══ Data entries

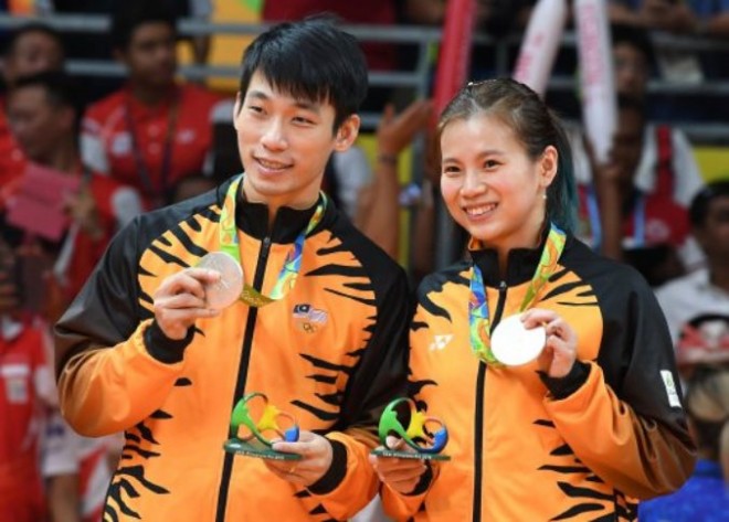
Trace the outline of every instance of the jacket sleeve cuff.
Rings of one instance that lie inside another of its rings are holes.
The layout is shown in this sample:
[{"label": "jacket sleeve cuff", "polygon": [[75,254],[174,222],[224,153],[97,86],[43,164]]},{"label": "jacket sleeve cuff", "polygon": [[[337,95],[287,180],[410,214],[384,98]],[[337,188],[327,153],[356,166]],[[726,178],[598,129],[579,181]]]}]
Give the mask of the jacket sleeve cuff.
[{"label": "jacket sleeve cuff", "polygon": [[314,494],[327,494],[337,489],[347,475],[347,447],[339,440],[331,440],[331,465],[324,476],[307,489]]},{"label": "jacket sleeve cuff", "polygon": [[165,335],[157,321],[152,321],[149,328],[145,330],[145,348],[157,361],[166,364],[175,364],[182,361],[184,349],[190,344],[193,335],[194,327],[190,327],[184,339],[170,339]]},{"label": "jacket sleeve cuff", "polygon": [[405,493],[405,497],[418,497],[419,494],[423,494],[425,491],[430,489],[432,481],[433,481],[433,468],[431,467],[431,464],[426,460],[425,472],[420,476],[420,480],[418,481],[415,489],[413,489],[410,493]]},{"label": "jacket sleeve cuff", "polygon": [[550,377],[545,372],[539,372],[539,379],[545,383],[547,390],[556,400],[567,398],[582,386],[590,375],[590,364],[574,361],[570,373],[563,377]]}]

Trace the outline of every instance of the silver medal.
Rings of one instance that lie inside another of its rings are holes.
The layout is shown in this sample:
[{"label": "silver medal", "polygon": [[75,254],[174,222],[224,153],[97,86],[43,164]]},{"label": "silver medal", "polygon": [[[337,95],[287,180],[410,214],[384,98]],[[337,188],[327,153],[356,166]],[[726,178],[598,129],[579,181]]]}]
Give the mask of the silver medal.
[{"label": "silver medal", "polygon": [[204,285],[208,307],[214,310],[222,310],[241,297],[241,292],[243,291],[243,268],[232,256],[224,252],[211,252],[200,259],[197,267],[220,273],[220,279],[216,283]]},{"label": "silver medal", "polygon": [[547,342],[543,327],[527,330],[521,315],[509,316],[492,333],[492,353],[507,366],[518,366],[539,356]]}]

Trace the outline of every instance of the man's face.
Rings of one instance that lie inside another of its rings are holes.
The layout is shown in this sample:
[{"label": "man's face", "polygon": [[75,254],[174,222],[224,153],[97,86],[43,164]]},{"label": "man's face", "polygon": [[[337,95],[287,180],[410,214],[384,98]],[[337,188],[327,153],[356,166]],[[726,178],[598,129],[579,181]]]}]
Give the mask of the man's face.
[{"label": "man's face", "polygon": [[63,67],[63,50],[59,42],[41,31],[20,36],[8,55],[4,75],[12,85],[19,77]]},{"label": "man's face", "polygon": [[648,63],[645,55],[628,43],[613,46],[615,89],[626,96],[642,98],[648,83]]},{"label": "man's face", "polygon": [[11,90],[8,97],[8,120],[23,153],[43,163],[65,142],[73,131],[73,115],[68,108],[49,103],[45,89],[31,85]]},{"label": "man's face", "polygon": [[348,149],[359,130],[359,117],[350,116],[332,131],[330,103],[296,99],[258,72],[234,110],[246,196],[271,207],[314,204],[329,156]]},{"label": "man's face", "polygon": [[710,262],[729,264],[729,196],[709,203],[704,226],[694,230],[694,235]]},{"label": "man's face", "polygon": [[165,22],[139,25],[127,49],[119,54],[136,82],[167,87],[175,81],[177,54],[173,29]]},{"label": "man's face", "polygon": [[633,178],[643,150],[643,115],[634,108],[622,108],[617,114],[617,129],[613,138],[612,159],[620,167],[621,184],[633,185]]}]

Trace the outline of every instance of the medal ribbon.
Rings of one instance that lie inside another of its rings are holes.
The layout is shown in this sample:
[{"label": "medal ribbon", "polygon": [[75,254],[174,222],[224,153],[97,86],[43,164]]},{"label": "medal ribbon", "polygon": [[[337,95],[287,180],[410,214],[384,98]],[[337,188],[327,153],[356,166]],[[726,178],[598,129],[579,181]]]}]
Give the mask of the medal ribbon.
[{"label": "medal ribbon", "polygon": [[[531,306],[537,298],[539,290],[549,280],[557,268],[559,257],[562,255],[567,235],[554,223],[550,224],[549,235],[541,251],[539,264],[535,275],[529,283],[527,294],[524,296],[519,312],[522,312]],[[492,352],[490,318],[488,316],[488,300],[486,299],[486,287],[480,268],[474,263],[471,270],[471,297],[468,299],[468,329],[471,332],[471,349],[476,356],[486,364],[495,366],[501,363]]]},{"label": "medal ribbon", "polygon": [[[237,227],[235,226],[235,194],[237,193],[237,188],[243,180],[243,174],[239,175],[237,179],[233,180],[228,193],[225,194],[225,200],[223,201],[223,209],[221,210],[220,215],[220,248],[222,252],[232,256],[235,260],[241,263],[241,246],[237,238]],[[240,299],[249,305],[250,307],[263,307],[270,305],[274,301],[277,301],[284,297],[288,291],[294,288],[296,285],[296,279],[298,278],[298,273],[302,268],[302,251],[304,249],[304,239],[306,236],[314,230],[316,225],[319,224],[321,217],[324,216],[324,211],[327,207],[327,198],[324,192],[320,192],[321,200],[314,211],[314,215],[309,220],[306,228],[296,237],[294,246],[288,251],[286,255],[286,260],[284,266],[278,273],[278,278],[276,284],[273,287],[270,296],[264,296],[258,290],[253,288],[247,283],[243,284],[243,292],[241,294]]]}]

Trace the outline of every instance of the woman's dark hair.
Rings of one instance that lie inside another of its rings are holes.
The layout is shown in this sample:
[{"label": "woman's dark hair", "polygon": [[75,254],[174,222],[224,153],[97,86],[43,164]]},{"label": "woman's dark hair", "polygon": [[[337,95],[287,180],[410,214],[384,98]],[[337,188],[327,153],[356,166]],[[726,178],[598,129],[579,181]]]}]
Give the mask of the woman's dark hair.
[{"label": "woman's dark hair", "polygon": [[694,228],[706,224],[711,202],[718,198],[729,196],[729,180],[714,181],[704,187],[691,200],[688,209],[688,221]]},{"label": "woman's dark hair", "polygon": [[547,189],[547,219],[566,232],[574,227],[577,188],[572,149],[557,116],[537,93],[510,78],[471,83],[445,107],[437,137],[452,121],[479,114],[495,116],[514,131],[527,156],[536,161],[549,146],[557,149],[557,175]]}]

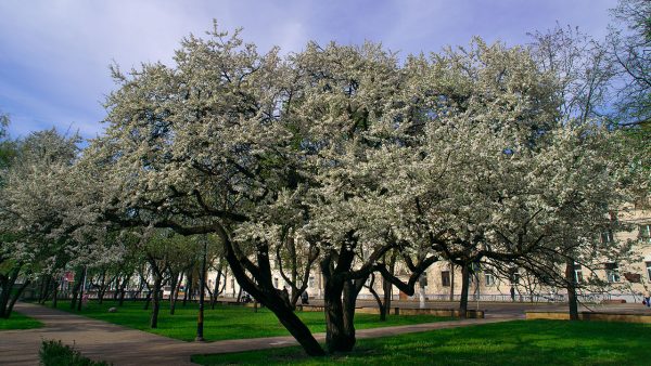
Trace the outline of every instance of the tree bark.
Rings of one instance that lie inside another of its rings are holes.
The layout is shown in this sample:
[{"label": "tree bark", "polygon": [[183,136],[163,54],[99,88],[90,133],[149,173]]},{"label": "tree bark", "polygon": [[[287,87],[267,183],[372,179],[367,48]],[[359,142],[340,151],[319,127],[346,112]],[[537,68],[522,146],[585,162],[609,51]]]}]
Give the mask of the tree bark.
[{"label": "tree bark", "polygon": [[574,261],[565,263],[565,283],[567,287],[567,305],[570,308],[570,321],[578,321],[578,302],[576,299],[576,280],[574,278]]},{"label": "tree bark", "polygon": [[468,314],[468,290],[470,288],[470,264],[461,266],[461,299],[459,301],[459,317],[465,318]]},{"label": "tree bark", "polygon": [[179,274],[179,278],[176,280],[176,284],[170,286],[171,292],[169,293],[169,314],[174,315],[176,311],[176,302],[179,297],[179,291],[181,289],[181,283],[183,282],[183,272]]},{"label": "tree bark", "polygon": [[9,305],[7,306],[7,310],[5,310],[7,317],[9,317],[9,315],[11,315],[14,304],[16,303],[16,301],[18,301],[18,298],[21,297],[23,291],[25,291],[27,286],[29,286],[30,283],[31,282],[29,279],[26,279],[25,283],[23,283],[23,285],[18,288],[16,293],[14,293],[14,296],[11,298],[11,301],[9,302]]},{"label": "tree bark", "polygon": [[450,262],[450,301],[455,301],[455,264]]},{"label": "tree bark", "polygon": [[158,327],[158,312],[161,310],[161,288],[163,287],[163,278],[159,275],[154,275],[154,289],[152,293],[152,317],[150,319],[150,328]]},{"label": "tree bark", "polygon": [[0,285],[2,285],[2,291],[0,292],[0,317],[8,318],[11,315],[11,311],[9,311],[11,292],[20,273],[21,266],[15,266],[8,275],[0,275]]},{"label": "tree bark", "polygon": [[75,271],[75,286],[73,286],[73,299],[71,301],[71,309],[75,310],[77,306],[77,301],[81,301],[79,298],[79,290],[81,289],[81,285],[84,282],[84,271]]}]

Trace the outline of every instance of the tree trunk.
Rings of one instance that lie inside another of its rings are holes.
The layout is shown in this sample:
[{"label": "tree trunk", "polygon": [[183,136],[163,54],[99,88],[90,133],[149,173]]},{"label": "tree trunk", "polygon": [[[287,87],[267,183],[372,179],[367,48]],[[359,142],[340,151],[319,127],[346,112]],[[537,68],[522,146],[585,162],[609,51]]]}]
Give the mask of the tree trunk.
[{"label": "tree trunk", "polygon": [[[341,279],[326,278],[326,291],[323,293],[323,310],[326,312],[326,344],[328,352],[350,352],[355,347],[355,328],[349,332],[344,324],[344,302],[342,295],[344,282]],[[349,311],[349,306],[346,308]]]},{"label": "tree trunk", "polygon": [[125,303],[125,292],[126,292],[126,288],[127,288],[127,284],[129,283],[129,280],[131,279],[131,275],[128,275],[126,277],[123,278],[122,284],[119,285],[119,302],[118,302],[118,306],[124,305]]},{"label": "tree trunk", "polygon": [[565,283],[567,286],[567,305],[570,306],[570,321],[578,321],[578,302],[576,299],[576,280],[574,278],[574,261],[565,263]]},{"label": "tree trunk", "polygon": [[11,292],[21,273],[21,266],[13,267],[8,275],[1,275],[0,284],[2,291],[0,292],[0,317],[8,318],[11,315],[9,304],[11,302]]},{"label": "tree trunk", "polygon": [[455,301],[455,264],[450,262],[450,301]]},{"label": "tree trunk", "polygon": [[18,290],[11,298],[11,301],[9,302],[9,305],[7,306],[7,310],[5,310],[5,314],[7,314],[5,317],[9,317],[9,315],[11,315],[11,312],[13,311],[13,305],[16,303],[16,301],[18,301],[18,298],[21,297],[23,291],[25,291],[27,286],[29,286],[30,283],[31,282],[29,279],[26,279],[25,283],[23,283],[23,285],[18,288]]},{"label": "tree trunk", "polygon": [[71,309],[75,310],[77,308],[77,301],[81,301],[79,298],[79,290],[81,289],[82,280],[84,280],[84,271],[76,271],[75,273],[76,283],[73,286],[73,300],[71,301]]},{"label": "tree trunk", "polygon": [[52,308],[56,309],[59,297],[59,284],[55,284],[54,290],[52,291]]},{"label": "tree trunk", "polygon": [[240,291],[238,291],[238,302],[242,301],[242,286],[240,286]]},{"label": "tree trunk", "polygon": [[194,280],[194,278],[192,278],[192,270],[194,270],[194,267],[191,267],[190,270],[188,270],[188,280],[186,282],[186,293],[183,295],[183,306],[186,306],[186,303],[188,300],[192,301],[192,280]]},{"label": "tree trunk", "polygon": [[459,301],[459,317],[465,318],[468,314],[468,289],[470,287],[470,264],[461,266],[461,299]]},{"label": "tree trunk", "polygon": [[217,297],[219,296],[219,283],[221,279],[221,266],[217,269],[217,278],[215,278],[215,288],[213,289],[213,293],[215,295],[210,299],[210,309],[215,310],[215,304],[217,304]]},{"label": "tree trunk", "polygon": [[163,278],[154,275],[154,289],[152,293],[152,317],[150,321],[151,328],[158,327],[158,311],[161,310],[161,288],[163,287]]},{"label": "tree trunk", "polygon": [[171,286],[171,293],[169,293],[169,314],[174,315],[176,311],[176,301],[181,290],[181,283],[183,282],[183,272],[179,274],[179,278],[176,282],[176,286]]},{"label": "tree trunk", "polygon": [[169,273],[169,315],[174,315],[176,310],[175,289],[179,279],[179,273]]}]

════

__Objective__: Starting from the beginning of the data and running through the line containing "Give the mask of the jacket sleeve cuff.", put every line into a JSON list of strings, one string per line, and leave out blank lines and pictures.

__Task result__:
[
  "Trace the outline of every instance of the jacket sleeve cuff.",
  "Rings of one instance that lie inside another of its rings are holes.",
  "The layout is shown in this sample:",
  "[{\"label\": \"jacket sleeve cuff\", \"polygon\": [[75,254],[174,222],[224,153],[97,86],[43,164]]},{\"label\": \"jacket sleeve cuff\", \"polygon\": [[[337,95],[287,180],[410,214],[384,98]],[[337,188],[327,153],[356,166]],[[726,178],[598,129],[579,181]]]}]",
  "Give the mask of the jacket sleeve cuff."
]